What to work on: Which lines come from the start of the records through the line that holds "<point>169,40</point>"? Write them out word for word.

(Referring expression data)
# # # # # # #

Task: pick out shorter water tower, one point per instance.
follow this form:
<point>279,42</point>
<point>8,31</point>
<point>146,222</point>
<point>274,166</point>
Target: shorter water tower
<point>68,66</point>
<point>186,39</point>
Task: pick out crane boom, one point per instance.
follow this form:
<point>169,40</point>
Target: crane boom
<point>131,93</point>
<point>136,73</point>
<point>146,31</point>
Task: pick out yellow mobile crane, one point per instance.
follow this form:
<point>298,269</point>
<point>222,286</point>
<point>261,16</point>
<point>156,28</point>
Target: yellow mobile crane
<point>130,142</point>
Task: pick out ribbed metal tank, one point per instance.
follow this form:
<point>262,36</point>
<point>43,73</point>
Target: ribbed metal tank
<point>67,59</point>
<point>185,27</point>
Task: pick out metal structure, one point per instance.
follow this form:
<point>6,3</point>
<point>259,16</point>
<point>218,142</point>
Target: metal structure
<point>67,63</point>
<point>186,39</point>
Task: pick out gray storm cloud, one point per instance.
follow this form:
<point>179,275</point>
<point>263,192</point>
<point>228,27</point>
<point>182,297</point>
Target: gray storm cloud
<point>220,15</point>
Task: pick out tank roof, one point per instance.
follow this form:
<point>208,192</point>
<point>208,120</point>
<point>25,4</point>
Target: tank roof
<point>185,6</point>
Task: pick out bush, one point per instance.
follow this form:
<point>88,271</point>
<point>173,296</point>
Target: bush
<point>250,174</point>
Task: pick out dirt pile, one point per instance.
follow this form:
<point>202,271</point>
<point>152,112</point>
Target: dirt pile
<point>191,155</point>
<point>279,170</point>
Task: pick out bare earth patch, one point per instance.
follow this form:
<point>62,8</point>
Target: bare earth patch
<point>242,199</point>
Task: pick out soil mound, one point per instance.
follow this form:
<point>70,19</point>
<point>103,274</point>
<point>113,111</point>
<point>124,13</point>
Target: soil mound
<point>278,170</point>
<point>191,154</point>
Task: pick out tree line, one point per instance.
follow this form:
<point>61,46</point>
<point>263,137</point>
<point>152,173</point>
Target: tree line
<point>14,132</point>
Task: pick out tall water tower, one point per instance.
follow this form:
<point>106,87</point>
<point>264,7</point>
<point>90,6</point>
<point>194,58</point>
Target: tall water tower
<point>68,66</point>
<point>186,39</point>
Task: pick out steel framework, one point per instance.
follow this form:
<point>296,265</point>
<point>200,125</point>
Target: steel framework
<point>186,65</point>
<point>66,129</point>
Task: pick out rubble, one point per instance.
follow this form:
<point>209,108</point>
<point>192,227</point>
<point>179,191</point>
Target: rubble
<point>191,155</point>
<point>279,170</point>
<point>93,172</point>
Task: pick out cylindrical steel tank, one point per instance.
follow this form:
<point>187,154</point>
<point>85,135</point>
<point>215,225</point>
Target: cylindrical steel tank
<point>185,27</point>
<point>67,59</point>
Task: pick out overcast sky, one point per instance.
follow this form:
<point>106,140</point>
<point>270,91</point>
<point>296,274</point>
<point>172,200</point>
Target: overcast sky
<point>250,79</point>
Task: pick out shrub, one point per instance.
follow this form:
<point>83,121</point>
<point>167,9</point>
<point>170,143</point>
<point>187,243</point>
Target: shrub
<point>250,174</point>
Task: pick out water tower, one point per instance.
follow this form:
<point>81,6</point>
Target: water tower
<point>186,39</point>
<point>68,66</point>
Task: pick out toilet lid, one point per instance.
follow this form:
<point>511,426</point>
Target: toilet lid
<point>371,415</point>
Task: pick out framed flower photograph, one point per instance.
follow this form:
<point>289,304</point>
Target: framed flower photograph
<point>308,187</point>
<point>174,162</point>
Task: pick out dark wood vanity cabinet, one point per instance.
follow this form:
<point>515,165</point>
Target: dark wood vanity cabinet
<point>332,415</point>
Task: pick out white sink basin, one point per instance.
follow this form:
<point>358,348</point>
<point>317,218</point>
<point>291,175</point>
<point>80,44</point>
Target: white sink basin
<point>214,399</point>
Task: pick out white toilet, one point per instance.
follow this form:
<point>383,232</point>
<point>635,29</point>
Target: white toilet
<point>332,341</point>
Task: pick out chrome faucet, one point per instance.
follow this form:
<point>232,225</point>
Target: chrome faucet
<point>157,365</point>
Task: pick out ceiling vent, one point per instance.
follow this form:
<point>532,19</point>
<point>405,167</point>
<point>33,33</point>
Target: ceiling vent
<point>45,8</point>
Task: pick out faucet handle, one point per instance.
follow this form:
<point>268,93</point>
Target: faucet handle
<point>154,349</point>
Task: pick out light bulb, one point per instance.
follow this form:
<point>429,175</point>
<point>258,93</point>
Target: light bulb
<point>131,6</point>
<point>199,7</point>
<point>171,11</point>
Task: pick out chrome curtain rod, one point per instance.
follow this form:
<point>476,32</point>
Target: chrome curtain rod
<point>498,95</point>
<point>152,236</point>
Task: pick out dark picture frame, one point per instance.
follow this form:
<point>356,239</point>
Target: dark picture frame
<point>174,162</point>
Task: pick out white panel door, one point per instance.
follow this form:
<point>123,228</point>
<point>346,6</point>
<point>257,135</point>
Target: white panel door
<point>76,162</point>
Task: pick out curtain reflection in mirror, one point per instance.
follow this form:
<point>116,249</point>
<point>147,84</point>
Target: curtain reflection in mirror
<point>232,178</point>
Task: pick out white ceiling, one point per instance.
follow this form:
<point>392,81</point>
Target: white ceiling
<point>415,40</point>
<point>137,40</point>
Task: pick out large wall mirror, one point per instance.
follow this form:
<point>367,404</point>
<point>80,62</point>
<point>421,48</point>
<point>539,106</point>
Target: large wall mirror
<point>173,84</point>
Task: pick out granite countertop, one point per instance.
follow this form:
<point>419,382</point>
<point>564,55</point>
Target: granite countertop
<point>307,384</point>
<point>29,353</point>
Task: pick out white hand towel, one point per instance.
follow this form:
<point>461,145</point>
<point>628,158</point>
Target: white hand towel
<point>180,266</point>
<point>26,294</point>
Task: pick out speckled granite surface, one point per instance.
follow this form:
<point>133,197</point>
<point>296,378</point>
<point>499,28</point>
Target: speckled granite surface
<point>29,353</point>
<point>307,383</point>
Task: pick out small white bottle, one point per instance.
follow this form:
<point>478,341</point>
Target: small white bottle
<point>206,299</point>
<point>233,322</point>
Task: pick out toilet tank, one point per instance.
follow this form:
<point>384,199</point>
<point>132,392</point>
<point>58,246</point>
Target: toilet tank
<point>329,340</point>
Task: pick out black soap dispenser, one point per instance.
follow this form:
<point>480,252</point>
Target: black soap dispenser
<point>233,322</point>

# # # # # # #

Expected answer:
Task: pick out shorter water tower, one point per instance.
follow this form:
<point>279,42</point>
<point>8,31</point>
<point>146,222</point>
<point>274,166</point>
Target: shorter water tower
<point>68,66</point>
<point>186,39</point>
Task: pick out crane boom, one point per instance.
follow this form:
<point>169,40</point>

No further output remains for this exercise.